### GOAL
Copy out the material below in full, but not its images.

### INPUT MATERIAL
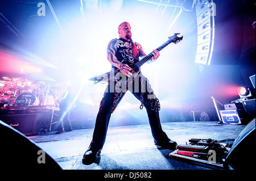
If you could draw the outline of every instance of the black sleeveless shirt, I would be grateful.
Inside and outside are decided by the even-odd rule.
[[[136,43],[135,44],[138,49]],[[115,56],[117,60],[122,64],[133,65],[139,61],[139,58],[134,58],[131,52],[132,43],[123,39],[115,39],[110,41],[109,45],[112,47],[114,47],[115,50]],[[113,46],[114,45],[114,46]],[[140,55],[139,55],[140,56]],[[112,68],[117,69],[116,67],[112,65]]]

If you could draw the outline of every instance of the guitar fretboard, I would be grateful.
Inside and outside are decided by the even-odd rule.
[[[161,46],[156,48],[156,50],[158,51],[162,50],[164,47],[167,46],[168,44],[170,44],[173,41],[173,40],[169,40],[164,44],[163,44]],[[141,68],[144,64],[145,64],[146,62],[147,62],[148,60],[150,60],[152,57],[154,57],[153,53],[151,52],[148,55],[147,55],[146,57],[144,57],[143,58],[139,61],[138,62],[135,64],[135,65],[139,68]]]

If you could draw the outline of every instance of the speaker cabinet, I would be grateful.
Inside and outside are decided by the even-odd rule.
[[[1,107],[0,120],[26,135],[51,131],[52,117],[57,108],[39,106]]]
[[[254,144],[255,118],[236,137],[225,164],[232,169],[252,169],[255,161]]]

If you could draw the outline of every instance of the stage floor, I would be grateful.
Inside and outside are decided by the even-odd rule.
[[[191,138],[212,138],[232,143],[245,127],[217,125],[216,122],[162,123],[163,130],[178,144]],[[199,165],[168,158],[172,150],[156,148],[149,124],[109,127],[99,163],[84,165],[82,158],[91,141],[93,129],[28,137],[65,170],[205,170]]]

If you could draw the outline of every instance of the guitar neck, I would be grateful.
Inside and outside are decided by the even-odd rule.
[[[167,46],[168,44],[170,44],[172,42],[172,40],[168,40],[167,41],[166,41],[166,43],[163,44],[161,46],[160,46],[159,47],[156,48],[156,50],[158,50],[158,51],[160,52],[163,49],[164,49],[164,48],[165,48],[166,46]],[[137,62],[135,64],[135,65],[139,68],[142,66],[142,65],[145,64],[146,62],[147,62],[150,59],[151,59],[151,58],[153,57],[154,57],[154,54],[152,53],[152,52],[151,52],[150,54],[148,54],[148,55],[147,55],[146,57],[144,57],[143,58],[142,58],[142,60],[139,61],[138,62]]]

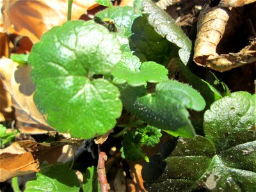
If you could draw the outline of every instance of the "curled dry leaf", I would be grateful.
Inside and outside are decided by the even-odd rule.
[[[104,135],[102,135],[102,136],[97,137],[95,139],[94,139],[94,142],[96,144],[102,144],[104,142],[106,141],[106,140],[108,138],[108,136],[111,132],[113,132],[113,129],[110,130],[109,131],[108,131],[106,134],[105,134]]]
[[[211,8],[209,5],[204,7],[198,17],[195,43],[194,61],[197,65],[223,72],[256,61],[255,38],[237,53],[219,55],[216,52],[224,32],[225,35],[234,33],[234,27],[230,26],[235,24],[232,21],[232,17],[236,17],[235,13],[235,10],[228,8]]]
[[[255,2],[256,0],[221,0],[219,6],[222,7],[238,7]]]
[[[17,175],[38,172],[38,167],[39,161],[34,153],[3,153],[0,155],[0,182]]]
[[[54,26],[67,21],[67,0],[3,1],[1,32],[10,31],[10,26],[20,35],[38,42],[42,35]],[[75,0],[72,4],[72,20],[77,20],[92,6],[94,0]]]
[[[32,134],[54,131],[34,102],[35,86],[30,77],[30,70],[28,65],[19,65],[7,58],[0,60],[0,77],[5,90],[12,96],[20,131]],[[25,125],[36,129],[29,132],[26,130]]]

### ANSWER TO THIS TASK
If you could draw the outline of every instance of the black sleeveless shirt, I would be grateful.
Inside and outside are decided by the even-odd rule.
[[[136,43],[135,44],[138,49]],[[115,56],[117,60],[122,64],[133,65],[139,61],[139,58],[134,58],[131,52],[132,43],[123,39],[115,39],[110,41],[109,45],[112,47],[114,47],[115,50]],[[113,46],[114,45],[114,46]],[[140,55],[139,55],[140,56]],[[112,68],[117,69],[116,67],[112,65]]]

If you could draw the outline of every instance of the guitar fretboard, I would be grateful.
Inside and outside are decided by the even-odd rule.
[[[161,46],[156,48],[156,50],[158,51],[162,50],[164,47],[167,46],[168,44],[170,44],[173,41],[173,40],[169,40],[164,44],[163,44]],[[141,68],[144,64],[145,64],[146,62],[147,62],[148,60],[150,60],[152,57],[154,57],[153,53],[151,52],[148,55],[147,55],[146,57],[144,57],[143,58],[139,61],[138,62],[135,64],[135,65],[139,68]]]

If you could draw the outline of every instance of the speaker cabinet, I would be grateful.
Inside and outside are decided by the even-odd rule.
[[[1,107],[0,120],[26,135],[51,131],[52,117],[57,108],[39,106]]]
[[[254,144],[255,118],[236,137],[225,164],[232,169],[252,169],[255,161]]]

If you could draw the outline of every instance of the stage floor, I would be grateful.
Inside and outside are decided by the even-odd rule.
[[[191,138],[212,138],[232,143],[245,127],[217,125],[216,122],[162,123],[163,130],[178,144]],[[199,165],[168,158],[172,150],[156,148],[149,124],[109,127],[99,163],[84,165],[82,158],[91,141],[93,129],[28,137],[65,170],[205,170]]]

If you could draw the outline of every instance of the guitar neck, I would be grateful.
Inside and outside are decided by the even-odd rule.
[[[167,46],[168,44],[170,44],[172,42],[172,40],[168,40],[167,41],[166,41],[166,43],[163,44],[161,46],[160,46],[159,47],[156,48],[156,50],[158,50],[158,51],[160,52],[163,49],[164,49],[164,48],[165,48],[166,46]],[[137,62],[135,64],[135,65],[139,68],[142,66],[142,65],[145,64],[146,62],[147,62],[150,59],[151,59],[151,58],[153,57],[154,57],[154,54],[152,53],[152,52],[151,52],[150,54],[148,54],[148,55],[147,55],[146,57],[144,57],[143,58],[142,58],[142,60],[139,61],[138,62]]]

If you could draw the outline of every instance of the "curled dry leaf", I would be grateful.
Inside and outside are decided by the even-odd rule.
[[[104,135],[102,135],[102,136],[97,137],[95,139],[94,139],[94,142],[96,144],[102,144],[104,142],[106,141],[106,140],[108,138],[108,136],[111,132],[113,132],[113,129],[110,130],[109,131],[108,131],[106,134],[105,134]]]
[[[211,8],[209,5],[204,7],[198,17],[195,43],[194,61],[197,65],[223,72],[256,61],[255,38],[237,53],[219,55],[216,52],[224,32],[225,35],[234,33],[234,27],[230,26],[235,24],[232,21],[232,17],[236,17],[235,13],[235,10],[228,8]]]
[[[255,2],[256,0],[221,0],[219,6],[222,7],[238,7]]]
[[[17,175],[38,172],[38,167],[39,161],[34,153],[3,153],[0,155],[0,182]]]
[[[54,26],[67,21],[67,0],[3,1],[1,32],[10,31],[10,26],[20,35],[38,42],[42,35]],[[75,0],[72,4],[72,20],[77,20],[92,6],[94,0]]]
[[[32,134],[54,131],[34,102],[35,86],[30,77],[30,70],[28,65],[19,65],[7,58],[0,60],[0,77],[5,90],[12,96],[20,131]],[[25,125],[36,129],[29,132],[26,130]]]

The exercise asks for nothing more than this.